___ Textauszug ___

So hält das IAC (Instituto de Astrofísica de Canarias) den Roque de los Muchachos auf La Palma nach wie vor für den geeignetsten Ort für die Installation des E-ELT (European Extremely Large Telescope). In einer Erklärung wird dies mit den besonders guten Beobachtungsbedingungen, der Stabilität der Atmosphäre und der Seltenheit von Erdbeben begründet. Gerade letzteres dürfte sich gegen das als Erdbebenherd bekannte südamerikanische Land richten, denn über exquisite atmosphärische Bedingungen verfügt die Atacamawüste ebenfalls. Doch wer den besseren Himmel hat, sei zweifelhaft, so das IAC: Die einzigen offen zugänglichen Daten über die Qualität des Himmels über dem Cerro Armazones stammten von amerikanischen Studien, die die Möglichkeit einer Installation des Thirty Meter Telescope (TMT), eines ebenfalls geplanten Großteleskops auf diesem Berg untersucht hatten. Die Amerikaner entschieden sich indes für Hawaii als Standort für das TMT.

Dann findet man noch diesen Satz, der ein wenig verwundern lässt:

Moreover, it [the IAC] will not allow the Canaries’ famed reputation as a top quality location for astronomy to be damaged by this selection process. Darüber hinaus wird [das IAC] nicht zulassen, dass die Reputation der Kanaren als Top-Standort für die Astronomie durch diesen Auswahlprozess Schaden nimmt.

___ Erfasste Daten ___

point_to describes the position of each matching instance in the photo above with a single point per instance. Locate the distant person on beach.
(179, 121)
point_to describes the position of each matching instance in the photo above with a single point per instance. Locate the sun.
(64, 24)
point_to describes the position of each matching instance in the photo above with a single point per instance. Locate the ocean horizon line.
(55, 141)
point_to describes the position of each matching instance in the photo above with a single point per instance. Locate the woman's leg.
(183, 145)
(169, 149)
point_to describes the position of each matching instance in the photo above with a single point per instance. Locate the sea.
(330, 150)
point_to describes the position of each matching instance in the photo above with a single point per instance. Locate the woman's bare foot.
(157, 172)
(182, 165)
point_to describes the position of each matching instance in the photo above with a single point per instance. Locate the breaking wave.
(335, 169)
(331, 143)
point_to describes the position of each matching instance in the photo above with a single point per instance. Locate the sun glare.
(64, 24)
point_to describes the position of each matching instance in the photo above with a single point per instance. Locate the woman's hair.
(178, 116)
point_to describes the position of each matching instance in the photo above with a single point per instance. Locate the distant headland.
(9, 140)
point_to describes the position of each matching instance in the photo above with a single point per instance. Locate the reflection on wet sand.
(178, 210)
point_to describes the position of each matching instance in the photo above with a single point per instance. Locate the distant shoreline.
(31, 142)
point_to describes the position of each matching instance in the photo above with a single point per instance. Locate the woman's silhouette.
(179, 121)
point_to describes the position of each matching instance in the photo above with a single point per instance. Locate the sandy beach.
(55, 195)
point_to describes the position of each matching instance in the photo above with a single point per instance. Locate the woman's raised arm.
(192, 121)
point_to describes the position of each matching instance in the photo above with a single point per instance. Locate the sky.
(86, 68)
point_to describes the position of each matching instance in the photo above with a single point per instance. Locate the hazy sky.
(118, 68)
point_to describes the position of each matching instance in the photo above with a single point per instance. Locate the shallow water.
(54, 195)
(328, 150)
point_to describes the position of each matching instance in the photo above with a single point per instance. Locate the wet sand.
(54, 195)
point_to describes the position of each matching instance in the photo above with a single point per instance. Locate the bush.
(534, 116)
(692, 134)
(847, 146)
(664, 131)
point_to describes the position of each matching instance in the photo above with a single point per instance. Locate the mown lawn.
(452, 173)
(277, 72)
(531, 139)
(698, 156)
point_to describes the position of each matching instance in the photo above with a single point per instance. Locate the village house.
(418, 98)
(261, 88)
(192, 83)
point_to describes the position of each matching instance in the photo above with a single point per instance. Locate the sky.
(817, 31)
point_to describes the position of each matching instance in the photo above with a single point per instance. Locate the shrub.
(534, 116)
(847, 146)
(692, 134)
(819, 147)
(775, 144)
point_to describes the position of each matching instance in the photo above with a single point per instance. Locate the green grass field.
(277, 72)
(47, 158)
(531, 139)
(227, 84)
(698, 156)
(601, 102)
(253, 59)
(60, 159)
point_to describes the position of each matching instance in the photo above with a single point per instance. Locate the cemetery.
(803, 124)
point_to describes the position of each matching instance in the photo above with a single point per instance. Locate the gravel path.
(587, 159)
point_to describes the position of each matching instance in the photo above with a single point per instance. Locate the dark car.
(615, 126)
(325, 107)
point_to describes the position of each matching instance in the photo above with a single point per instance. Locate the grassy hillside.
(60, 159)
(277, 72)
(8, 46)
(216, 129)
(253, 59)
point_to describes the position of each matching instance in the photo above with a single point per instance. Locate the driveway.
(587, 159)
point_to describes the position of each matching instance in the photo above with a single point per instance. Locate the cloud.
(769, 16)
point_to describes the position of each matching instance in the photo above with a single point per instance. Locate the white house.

___

### Die Aufgabe
Setze den Text über die Standortwahl für das E-ELT nach seinem letzten Satz fort.

### Antwort
Da fragt man sich doch: Ist das denn geschehen? Hat die Entscheidung der ESO den Standort Kanaren beschädigt? Ich halte diese Annahme für völlig überzogen. Ebenso, wie die Behauptung, es gäbe zu wenig Daten, die die Entscheidung pro Cerro Armazones stützen würden, einfach falsch ist. Nicht erwähnt wird schließlich, dass nur 20 Kilometer von dem jetzt gewählten Berg entfernt seit Jahren das bisherige Prunkstück europäischer Astronomen arbeitet – das Very Large Telescope auf dem Cerro Paranal. Und dieser Standort ist seit rund 20 Jahren meteorologisch bekannt. Es ist schwer vorstellbar, dass die ESO, die seit den 1960er Jahren mit den Verhältnissen in der Atacamawüste vertraut ist, nun eine schlampige Standortwahl treffen würde. Nichts anderes unterstellt die Erklärung des IAC. 

Für die ESO steht außer Zweifel, dass die Atacamawüste in astronomisch relevanten Aspekten der Kanareninsel La Palma überlegen ist. Doch die Zahl der wolkenfreien Nächte sei nicht alles, so das IAC. Ob die "leicht höhere" Zahl an bewölkten Nächte auf dem Roque de los Muchachos tatsächlich durch die "besseren atmosphärischen Bedingungen zum Betrieb adaptiver Optik ausgeglichen" werden, kann ich nicht beurteilen. Die Entscheidung der Amerikaner, das TMT auf Hawaii zu bauen, hatte aber sicher auch mit der gerechten globalen Verteilung der neuen Riesenteleskope auf Nord- und Südhemisphäre zu tun: Nachdem das ebenfalls US-amerikanische Giant Magellan Telescopes ebenfalls in Chile gebaut wird, und das TMT nun auf der Nordhalbkugel, ist die Entscheidung der ESO nur folgerichtig. Immerhin heißt diese Organisation ja immer noch European Southern Observatory.

Noch ein Zitat aus der Presseerklärung sei angefügt:

Siting the E-ELT at ORM would not only enable the telescope to operate to its full capacity, it would also simplify its design and lower the construction and operation costs. Das E-ELT auf dem ORM [auf La Palma] zu bauen, würde seine volle Einsatzfähigkeit garantieren, sein Design vereinfachen und die Konstruktionskosten verringern.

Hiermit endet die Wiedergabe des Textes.